_TASK_. Pick up the article on Connecticut's shift of its Medicaid, HUSKY and Charter Oak plans to self-insurance at the point where it stops, and carry it forward.

_PROVIDED TEXT_.
= Beginning of Section =
State to Self-Insure Healthcare Plans
The Malloy administration this week announced that it will move Connecticut’s Medicaid, HUSKY and Charter Oak health plans out of managed care and into a self-insured administrative services only (ASO) model.
While the move is designed to save the state money on premium costs, the state will now be responsible for paying the medical claims of the programs’ nearly 600,000 participants.
The managed care (MCO) model provides the state a certain level of predictability on costs because participating health insurance plans are given a fixed payment amount, per member per month, to manage participants’ health care needs.
Managed care plans also shield the state from the financial risk on claims. Under a self-insured system, however, the state will have to take on that risk.
If the claims end up being less than the previous premiums, it could be a good bet for the state. However, the financial tables could be turned upside down on the state if claims register higher than the premiums.
= End of Section =
Excerpts from a dataset:
= Beginning of Section =
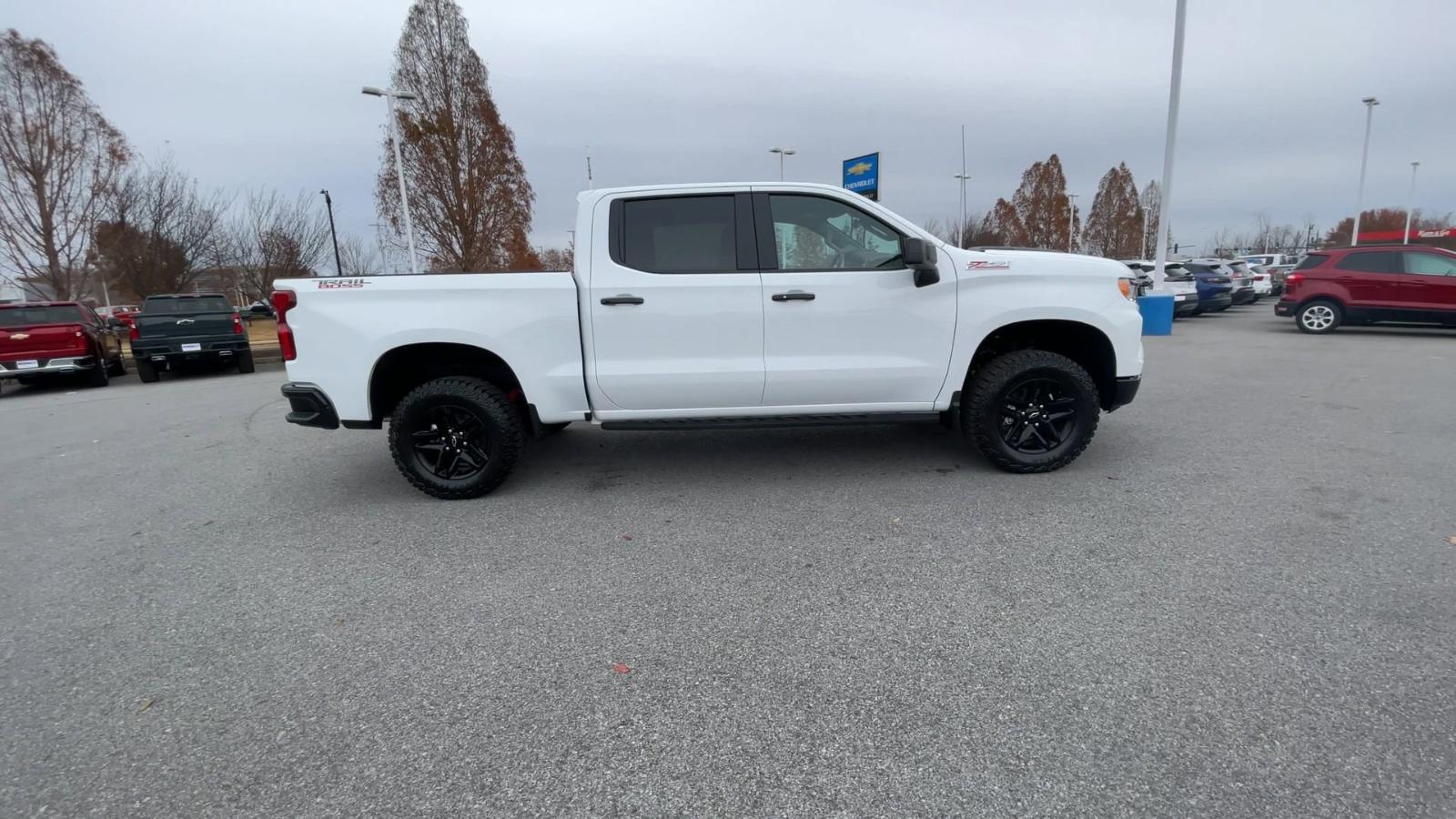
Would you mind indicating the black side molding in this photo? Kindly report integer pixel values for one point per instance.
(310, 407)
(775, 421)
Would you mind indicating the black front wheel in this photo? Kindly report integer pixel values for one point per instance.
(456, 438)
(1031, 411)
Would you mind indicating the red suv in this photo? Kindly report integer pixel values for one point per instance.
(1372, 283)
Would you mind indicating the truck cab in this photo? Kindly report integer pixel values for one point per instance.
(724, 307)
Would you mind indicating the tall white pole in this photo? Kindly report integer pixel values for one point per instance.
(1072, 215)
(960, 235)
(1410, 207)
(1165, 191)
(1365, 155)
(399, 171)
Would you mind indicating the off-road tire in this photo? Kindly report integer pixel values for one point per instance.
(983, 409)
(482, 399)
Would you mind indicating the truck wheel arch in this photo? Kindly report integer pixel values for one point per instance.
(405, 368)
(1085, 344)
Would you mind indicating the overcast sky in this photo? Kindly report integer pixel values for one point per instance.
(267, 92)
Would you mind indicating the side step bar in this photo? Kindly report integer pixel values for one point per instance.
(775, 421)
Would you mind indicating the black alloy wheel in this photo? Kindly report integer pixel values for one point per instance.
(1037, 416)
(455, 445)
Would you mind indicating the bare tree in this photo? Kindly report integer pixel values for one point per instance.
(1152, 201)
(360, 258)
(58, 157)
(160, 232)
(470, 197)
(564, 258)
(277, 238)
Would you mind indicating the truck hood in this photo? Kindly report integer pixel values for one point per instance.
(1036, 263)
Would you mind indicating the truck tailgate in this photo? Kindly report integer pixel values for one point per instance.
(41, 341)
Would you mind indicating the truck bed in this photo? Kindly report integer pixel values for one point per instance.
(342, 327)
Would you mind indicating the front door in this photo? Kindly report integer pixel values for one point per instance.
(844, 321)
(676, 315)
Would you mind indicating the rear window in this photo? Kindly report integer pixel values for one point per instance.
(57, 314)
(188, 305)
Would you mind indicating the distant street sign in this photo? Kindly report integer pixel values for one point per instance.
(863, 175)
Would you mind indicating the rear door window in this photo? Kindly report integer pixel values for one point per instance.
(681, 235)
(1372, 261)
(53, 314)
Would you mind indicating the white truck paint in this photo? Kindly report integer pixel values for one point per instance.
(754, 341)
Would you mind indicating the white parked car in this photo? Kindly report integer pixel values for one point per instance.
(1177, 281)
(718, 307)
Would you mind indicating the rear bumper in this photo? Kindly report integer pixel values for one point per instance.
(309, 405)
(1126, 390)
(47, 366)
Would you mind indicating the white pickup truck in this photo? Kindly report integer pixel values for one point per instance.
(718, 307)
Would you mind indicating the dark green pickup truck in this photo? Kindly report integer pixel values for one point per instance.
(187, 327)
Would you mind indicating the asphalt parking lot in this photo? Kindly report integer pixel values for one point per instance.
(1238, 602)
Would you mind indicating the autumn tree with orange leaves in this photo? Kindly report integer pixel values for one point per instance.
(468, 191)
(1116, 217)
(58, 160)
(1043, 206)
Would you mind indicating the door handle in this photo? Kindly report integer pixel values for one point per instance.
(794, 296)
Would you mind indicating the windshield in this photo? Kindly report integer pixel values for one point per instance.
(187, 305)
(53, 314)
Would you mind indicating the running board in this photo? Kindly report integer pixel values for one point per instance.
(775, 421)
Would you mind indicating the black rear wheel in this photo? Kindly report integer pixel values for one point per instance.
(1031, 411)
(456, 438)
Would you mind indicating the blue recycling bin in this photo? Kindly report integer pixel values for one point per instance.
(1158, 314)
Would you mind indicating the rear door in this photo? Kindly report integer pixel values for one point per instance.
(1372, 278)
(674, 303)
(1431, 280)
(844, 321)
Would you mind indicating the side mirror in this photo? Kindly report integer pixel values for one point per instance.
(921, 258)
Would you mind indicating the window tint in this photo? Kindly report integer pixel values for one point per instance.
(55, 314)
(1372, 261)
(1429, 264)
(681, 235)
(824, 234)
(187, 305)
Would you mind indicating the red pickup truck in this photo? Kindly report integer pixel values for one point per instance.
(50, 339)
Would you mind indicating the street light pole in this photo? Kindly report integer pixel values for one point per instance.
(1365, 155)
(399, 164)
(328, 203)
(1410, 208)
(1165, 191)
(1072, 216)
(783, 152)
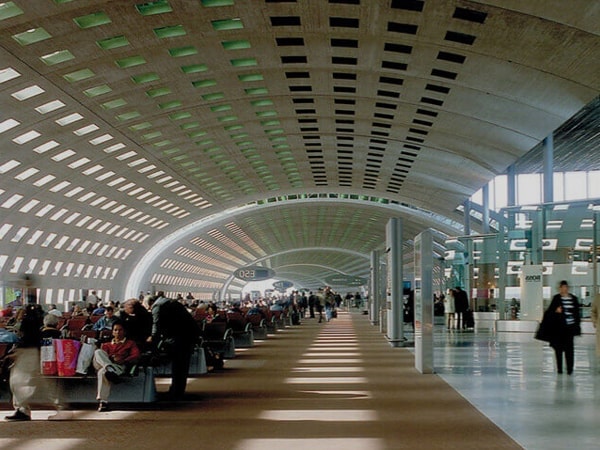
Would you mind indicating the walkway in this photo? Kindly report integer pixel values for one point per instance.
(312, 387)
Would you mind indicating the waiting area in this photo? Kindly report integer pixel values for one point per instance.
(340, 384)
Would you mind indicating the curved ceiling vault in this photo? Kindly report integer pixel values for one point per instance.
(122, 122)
= End of Section =
_TASK RESULT_.
More to it
Success in moving from managed care to the ASO model also could depend on how much “management” the state performs with the plans’ participants.
Currently, insurance carriers are given incentives to provide significant management services in order to keep costs down. Through wellness programs, chronic disease management, care coordination, use of claims data, and others, managed care carriers are able to improve their clients’ health and contain costs.
Under the ASO model, the state will have to dedicate time and resources to provide equivalent claims management services in order to keep the costs of the attendant medical claims low.
CBIA encourages the state to plan for and provide these important medical claim services so that the move to self-insurance doesn’t overburden the state budget.